**What you need to do**
Update the items below by changing every "Format your answer" to "Structure your reply" and leaving all other text untouched.

[Detection annotation records]
+++
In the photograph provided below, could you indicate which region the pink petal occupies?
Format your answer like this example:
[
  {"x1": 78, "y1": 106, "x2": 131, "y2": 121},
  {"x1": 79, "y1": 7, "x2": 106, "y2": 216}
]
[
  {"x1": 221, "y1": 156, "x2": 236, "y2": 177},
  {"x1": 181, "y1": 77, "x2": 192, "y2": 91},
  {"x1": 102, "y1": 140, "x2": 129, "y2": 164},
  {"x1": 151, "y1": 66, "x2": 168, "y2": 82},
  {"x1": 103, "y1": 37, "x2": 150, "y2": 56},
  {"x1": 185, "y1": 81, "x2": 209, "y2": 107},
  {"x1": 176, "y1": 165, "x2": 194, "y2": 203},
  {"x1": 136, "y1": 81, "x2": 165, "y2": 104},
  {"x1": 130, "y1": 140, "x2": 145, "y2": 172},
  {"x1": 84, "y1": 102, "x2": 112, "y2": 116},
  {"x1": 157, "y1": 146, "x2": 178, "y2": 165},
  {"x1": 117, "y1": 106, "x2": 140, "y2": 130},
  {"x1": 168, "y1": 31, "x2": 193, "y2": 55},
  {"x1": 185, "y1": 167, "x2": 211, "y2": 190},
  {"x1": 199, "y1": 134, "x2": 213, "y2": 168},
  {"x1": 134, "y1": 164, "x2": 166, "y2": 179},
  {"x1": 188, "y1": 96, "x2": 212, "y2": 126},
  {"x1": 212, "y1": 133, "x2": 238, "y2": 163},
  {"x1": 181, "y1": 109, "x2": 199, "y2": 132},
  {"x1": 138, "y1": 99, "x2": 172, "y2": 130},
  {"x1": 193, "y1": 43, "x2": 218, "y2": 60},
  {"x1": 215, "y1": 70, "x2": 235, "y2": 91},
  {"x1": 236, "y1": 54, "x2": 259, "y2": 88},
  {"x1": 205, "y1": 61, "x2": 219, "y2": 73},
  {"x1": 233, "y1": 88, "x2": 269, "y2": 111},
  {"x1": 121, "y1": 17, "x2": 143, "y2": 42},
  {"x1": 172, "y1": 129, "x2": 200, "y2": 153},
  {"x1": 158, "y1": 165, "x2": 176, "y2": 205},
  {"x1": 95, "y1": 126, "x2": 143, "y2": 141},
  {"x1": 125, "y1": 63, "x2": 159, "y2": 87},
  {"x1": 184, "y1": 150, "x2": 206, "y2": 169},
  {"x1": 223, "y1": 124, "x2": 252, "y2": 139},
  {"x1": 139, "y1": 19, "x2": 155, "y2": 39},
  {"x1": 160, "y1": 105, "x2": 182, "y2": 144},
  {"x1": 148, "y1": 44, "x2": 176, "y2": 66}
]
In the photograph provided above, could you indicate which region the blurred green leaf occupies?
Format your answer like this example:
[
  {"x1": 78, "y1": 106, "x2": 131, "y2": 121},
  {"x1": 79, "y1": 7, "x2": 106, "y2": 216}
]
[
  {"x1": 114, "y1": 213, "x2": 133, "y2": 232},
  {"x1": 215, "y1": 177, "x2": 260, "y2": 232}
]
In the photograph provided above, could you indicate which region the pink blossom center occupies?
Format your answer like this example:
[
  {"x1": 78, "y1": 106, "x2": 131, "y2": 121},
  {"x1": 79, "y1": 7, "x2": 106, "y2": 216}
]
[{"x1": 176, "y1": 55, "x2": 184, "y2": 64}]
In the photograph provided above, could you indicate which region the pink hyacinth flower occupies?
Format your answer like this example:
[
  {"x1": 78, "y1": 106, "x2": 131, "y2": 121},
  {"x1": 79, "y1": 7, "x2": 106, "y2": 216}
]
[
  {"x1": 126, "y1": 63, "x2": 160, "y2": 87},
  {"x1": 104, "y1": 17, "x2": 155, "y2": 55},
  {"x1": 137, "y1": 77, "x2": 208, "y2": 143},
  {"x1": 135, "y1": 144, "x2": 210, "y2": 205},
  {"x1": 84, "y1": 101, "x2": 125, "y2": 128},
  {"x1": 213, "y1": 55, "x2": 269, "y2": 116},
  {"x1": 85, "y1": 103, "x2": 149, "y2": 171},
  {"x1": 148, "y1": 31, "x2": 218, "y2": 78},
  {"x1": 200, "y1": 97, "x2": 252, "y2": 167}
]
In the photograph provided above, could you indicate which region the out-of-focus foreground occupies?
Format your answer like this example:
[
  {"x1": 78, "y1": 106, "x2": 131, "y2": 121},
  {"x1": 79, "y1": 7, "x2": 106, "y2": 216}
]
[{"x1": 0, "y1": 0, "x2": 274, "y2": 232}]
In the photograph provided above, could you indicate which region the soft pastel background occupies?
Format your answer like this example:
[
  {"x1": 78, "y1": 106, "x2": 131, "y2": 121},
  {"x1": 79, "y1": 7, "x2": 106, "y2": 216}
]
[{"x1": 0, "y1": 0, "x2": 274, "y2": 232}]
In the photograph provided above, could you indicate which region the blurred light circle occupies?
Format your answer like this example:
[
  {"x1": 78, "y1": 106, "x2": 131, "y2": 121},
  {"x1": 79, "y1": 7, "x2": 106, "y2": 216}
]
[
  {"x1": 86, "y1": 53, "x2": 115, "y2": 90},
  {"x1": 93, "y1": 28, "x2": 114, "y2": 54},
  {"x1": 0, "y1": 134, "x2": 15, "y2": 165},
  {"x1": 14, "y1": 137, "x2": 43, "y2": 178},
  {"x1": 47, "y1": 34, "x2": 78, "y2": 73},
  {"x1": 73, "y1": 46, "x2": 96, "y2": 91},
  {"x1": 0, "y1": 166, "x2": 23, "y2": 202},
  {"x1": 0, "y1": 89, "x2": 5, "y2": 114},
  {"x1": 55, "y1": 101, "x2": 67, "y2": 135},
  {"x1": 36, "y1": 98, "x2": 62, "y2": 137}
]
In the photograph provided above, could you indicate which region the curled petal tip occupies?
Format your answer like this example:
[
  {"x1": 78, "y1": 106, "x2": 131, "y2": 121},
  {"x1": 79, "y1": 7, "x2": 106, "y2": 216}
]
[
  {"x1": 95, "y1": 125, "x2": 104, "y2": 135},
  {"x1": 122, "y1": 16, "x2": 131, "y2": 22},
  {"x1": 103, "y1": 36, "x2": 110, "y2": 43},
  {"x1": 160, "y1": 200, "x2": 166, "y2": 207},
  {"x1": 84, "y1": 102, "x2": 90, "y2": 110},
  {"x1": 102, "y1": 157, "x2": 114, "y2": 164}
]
+++
**The output**
In the photograph provided below, could you indicate which region the pink petal occupies?
Structure your reply like this example:
[
  {"x1": 78, "y1": 106, "x2": 131, "y2": 121},
  {"x1": 79, "y1": 7, "x2": 106, "y2": 216}
]
[
  {"x1": 221, "y1": 156, "x2": 236, "y2": 177},
  {"x1": 181, "y1": 77, "x2": 192, "y2": 91},
  {"x1": 102, "y1": 140, "x2": 129, "y2": 164},
  {"x1": 151, "y1": 66, "x2": 168, "y2": 82},
  {"x1": 103, "y1": 37, "x2": 150, "y2": 56},
  {"x1": 185, "y1": 81, "x2": 209, "y2": 107},
  {"x1": 176, "y1": 165, "x2": 194, "y2": 203},
  {"x1": 136, "y1": 81, "x2": 165, "y2": 104},
  {"x1": 130, "y1": 140, "x2": 145, "y2": 172},
  {"x1": 84, "y1": 102, "x2": 112, "y2": 116},
  {"x1": 157, "y1": 146, "x2": 178, "y2": 165},
  {"x1": 117, "y1": 106, "x2": 140, "y2": 130},
  {"x1": 168, "y1": 31, "x2": 193, "y2": 55},
  {"x1": 185, "y1": 167, "x2": 211, "y2": 190},
  {"x1": 199, "y1": 134, "x2": 213, "y2": 168},
  {"x1": 134, "y1": 164, "x2": 166, "y2": 179},
  {"x1": 188, "y1": 96, "x2": 212, "y2": 126},
  {"x1": 212, "y1": 133, "x2": 238, "y2": 163},
  {"x1": 181, "y1": 109, "x2": 199, "y2": 132},
  {"x1": 138, "y1": 99, "x2": 172, "y2": 130},
  {"x1": 193, "y1": 43, "x2": 218, "y2": 60},
  {"x1": 215, "y1": 70, "x2": 235, "y2": 91},
  {"x1": 236, "y1": 54, "x2": 259, "y2": 88},
  {"x1": 205, "y1": 61, "x2": 219, "y2": 73},
  {"x1": 233, "y1": 88, "x2": 269, "y2": 111},
  {"x1": 121, "y1": 17, "x2": 143, "y2": 42},
  {"x1": 172, "y1": 129, "x2": 200, "y2": 153},
  {"x1": 158, "y1": 165, "x2": 176, "y2": 205},
  {"x1": 95, "y1": 126, "x2": 143, "y2": 141},
  {"x1": 125, "y1": 63, "x2": 159, "y2": 87},
  {"x1": 184, "y1": 150, "x2": 206, "y2": 169},
  {"x1": 223, "y1": 124, "x2": 252, "y2": 139},
  {"x1": 139, "y1": 19, "x2": 155, "y2": 39},
  {"x1": 160, "y1": 105, "x2": 182, "y2": 144},
  {"x1": 148, "y1": 44, "x2": 176, "y2": 66}
]
In the photograph provided above, could you indicate which region the blurred green leaf occupies?
Structure your reply like this example:
[
  {"x1": 78, "y1": 106, "x2": 131, "y2": 121},
  {"x1": 79, "y1": 7, "x2": 106, "y2": 216}
]
[
  {"x1": 114, "y1": 213, "x2": 133, "y2": 232},
  {"x1": 215, "y1": 177, "x2": 260, "y2": 232}
]
In the photograph provided above, could you indicate which region the pink blossom center occupies?
Structure your reply like this example:
[
  {"x1": 78, "y1": 106, "x2": 131, "y2": 121},
  {"x1": 79, "y1": 7, "x2": 106, "y2": 216}
]
[{"x1": 176, "y1": 55, "x2": 184, "y2": 64}]
In the photograph provided above, could you indicate which region the pink hyacinth flower occupies?
Structure your reply like this example:
[
  {"x1": 78, "y1": 106, "x2": 131, "y2": 121},
  {"x1": 79, "y1": 7, "x2": 106, "y2": 216}
]
[
  {"x1": 126, "y1": 63, "x2": 160, "y2": 87},
  {"x1": 104, "y1": 17, "x2": 155, "y2": 55},
  {"x1": 137, "y1": 77, "x2": 208, "y2": 143},
  {"x1": 135, "y1": 144, "x2": 210, "y2": 205},
  {"x1": 84, "y1": 101, "x2": 125, "y2": 128},
  {"x1": 213, "y1": 55, "x2": 269, "y2": 116},
  {"x1": 85, "y1": 103, "x2": 149, "y2": 171},
  {"x1": 148, "y1": 31, "x2": 218, "y2": 78},
  {"x1": 200, "y1": 97, "x2": 252, "y2": 167}
]
In the photograph provided above, could you indicate which region the out-of-focus foreground occupies?
Structure your reply like this example:
[
  {"x1": 78, "y1": 106, "x2": 131, "y2": 121},
  {"x1": 79, "y1": 7, "x2": 106, "y2": 216}
]
[{"x1": 0, "y1": 0, "x2": 274, "y2": 232}]
In the photograph provided above, could you indicate which region the soft pastel background occupies?
Structure your reply like this example:
[
  {"x1": 78, "y1": 106, "x2": 131, "y2": 121},
  {"x1": 79, "y1": 7, "x2": 106, "y2": 216}
]
[{"x1": 0, "y1": 0, "x2": 274, "y2": 232}]
In the photograph provided above, could you indicate which region the blurred light circle occupies?
Structure your reply like this example:
[
  {"x1": 78, "y1": 106, "x2": 131, "y2": 121},
  {"x1": 79, "y1": 7, "x2": 106, "y2": 216}
]
[
  {"x1": 86, "y1": 53, "x2": 115, "y2": 90},
  {"x1": 93, "y1": 28, "x2": 114, "y2": 54},
  {"x1": 0, "y1": 134, "x2": 15, "y2": 165},
  {"x1": 14, "y1": 137, "x2": 43, "y2": 178},
  {"x1": 47, "y1": 34, "x2": 78, "y2": 73},
  {"x1": 73, "y1": 46, "x2": 96, "y2": 91},
  {"x1": 0, "y1": 166, "x2": 23, "y2": 202},
  {"x1": 0, "y1": 89, "x2": 5, "y2": 114},
  {"x1": 55, "y1": 101, "x2": 67, "y2": 135},
  {"x1": 36, "y1": 98, "x2": 62, "y2": 137}
]
In the photograph provided above, could you indicate which region the curled petal tip occupies?
Structure your reply like this example:
[
  {"x1": 78, "y1": 106, "x2": 131, "y2": 121},
  {"x1": 79, "y1": 7, "x2": 106, "y2": 216}
]
[
  {"x1": 95, "y1": 125, "x2": 104, "y2": 135},
  {"x1": 122, "y1": 16, "x2": 131, "y2": 22},
  {"x1": 103, "y1": 36, "x2": 110, "y2": 43},
  {"x1": 160, "y1": 200, "x2": 166, "y2": 207},
  {"x1": 84, "y1": 102, "x2": 90, "y2": 110},
  {"x1": 102, "y1": 157, "x2": 114, "y2": 164}
]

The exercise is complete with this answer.